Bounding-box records
------------------------------------

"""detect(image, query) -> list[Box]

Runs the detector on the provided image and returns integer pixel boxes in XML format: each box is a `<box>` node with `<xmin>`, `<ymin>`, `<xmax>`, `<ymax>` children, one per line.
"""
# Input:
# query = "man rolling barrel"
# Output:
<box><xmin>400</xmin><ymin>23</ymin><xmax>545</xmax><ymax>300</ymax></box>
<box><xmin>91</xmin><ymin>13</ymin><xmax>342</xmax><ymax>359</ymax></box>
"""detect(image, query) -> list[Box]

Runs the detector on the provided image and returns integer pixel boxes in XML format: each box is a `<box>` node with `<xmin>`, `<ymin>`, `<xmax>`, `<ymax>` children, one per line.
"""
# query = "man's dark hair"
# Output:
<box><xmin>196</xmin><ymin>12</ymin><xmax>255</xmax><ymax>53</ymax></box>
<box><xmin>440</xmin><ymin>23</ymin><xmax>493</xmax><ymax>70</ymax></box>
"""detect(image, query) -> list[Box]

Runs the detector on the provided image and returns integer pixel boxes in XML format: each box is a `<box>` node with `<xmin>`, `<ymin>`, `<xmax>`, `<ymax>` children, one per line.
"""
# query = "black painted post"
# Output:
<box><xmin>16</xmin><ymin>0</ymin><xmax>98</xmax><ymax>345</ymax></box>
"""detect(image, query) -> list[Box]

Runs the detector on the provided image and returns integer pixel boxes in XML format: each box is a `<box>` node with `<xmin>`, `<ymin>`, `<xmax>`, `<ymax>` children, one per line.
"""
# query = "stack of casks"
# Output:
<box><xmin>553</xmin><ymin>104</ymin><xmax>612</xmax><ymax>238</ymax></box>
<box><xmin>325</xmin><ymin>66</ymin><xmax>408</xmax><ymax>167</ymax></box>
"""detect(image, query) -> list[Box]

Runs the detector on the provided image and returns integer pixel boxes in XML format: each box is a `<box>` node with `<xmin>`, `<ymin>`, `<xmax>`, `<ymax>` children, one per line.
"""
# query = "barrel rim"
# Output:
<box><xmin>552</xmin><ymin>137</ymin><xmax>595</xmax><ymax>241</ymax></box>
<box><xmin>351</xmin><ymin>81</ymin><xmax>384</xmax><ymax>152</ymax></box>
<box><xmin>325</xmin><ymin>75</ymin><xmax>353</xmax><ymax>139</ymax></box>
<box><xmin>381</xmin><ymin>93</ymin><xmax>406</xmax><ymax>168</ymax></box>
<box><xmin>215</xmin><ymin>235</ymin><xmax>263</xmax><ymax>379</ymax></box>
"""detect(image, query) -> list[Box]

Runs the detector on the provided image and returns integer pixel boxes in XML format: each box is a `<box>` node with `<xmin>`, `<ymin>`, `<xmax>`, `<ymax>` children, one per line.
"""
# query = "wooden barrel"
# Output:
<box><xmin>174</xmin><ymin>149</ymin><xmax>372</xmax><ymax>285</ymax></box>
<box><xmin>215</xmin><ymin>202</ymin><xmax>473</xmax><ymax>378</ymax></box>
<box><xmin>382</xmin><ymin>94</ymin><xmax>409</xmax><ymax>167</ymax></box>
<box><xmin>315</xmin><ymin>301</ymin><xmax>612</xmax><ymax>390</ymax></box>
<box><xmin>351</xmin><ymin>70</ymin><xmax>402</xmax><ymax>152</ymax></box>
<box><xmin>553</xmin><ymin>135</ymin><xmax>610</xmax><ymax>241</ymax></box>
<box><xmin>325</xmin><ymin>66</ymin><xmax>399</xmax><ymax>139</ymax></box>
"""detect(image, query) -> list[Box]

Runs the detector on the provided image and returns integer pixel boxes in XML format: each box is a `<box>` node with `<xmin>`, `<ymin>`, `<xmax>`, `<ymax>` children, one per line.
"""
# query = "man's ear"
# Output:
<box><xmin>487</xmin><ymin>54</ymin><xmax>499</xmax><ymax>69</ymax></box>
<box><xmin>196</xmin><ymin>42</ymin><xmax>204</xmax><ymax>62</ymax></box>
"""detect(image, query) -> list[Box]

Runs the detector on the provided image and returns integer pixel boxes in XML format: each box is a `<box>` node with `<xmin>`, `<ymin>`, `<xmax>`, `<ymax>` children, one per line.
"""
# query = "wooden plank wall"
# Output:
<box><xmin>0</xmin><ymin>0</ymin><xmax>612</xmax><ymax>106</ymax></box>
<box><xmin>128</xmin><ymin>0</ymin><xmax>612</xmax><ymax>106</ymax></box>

------------------------------------

**What you have to do**
Filter the entries above down to the lines that contain the string "wooden", treating uppercase and lowercase letters as different. Copy each matching line in full.

**Reply**
# query = "wooden barrel"
# query = "wooden plank wall"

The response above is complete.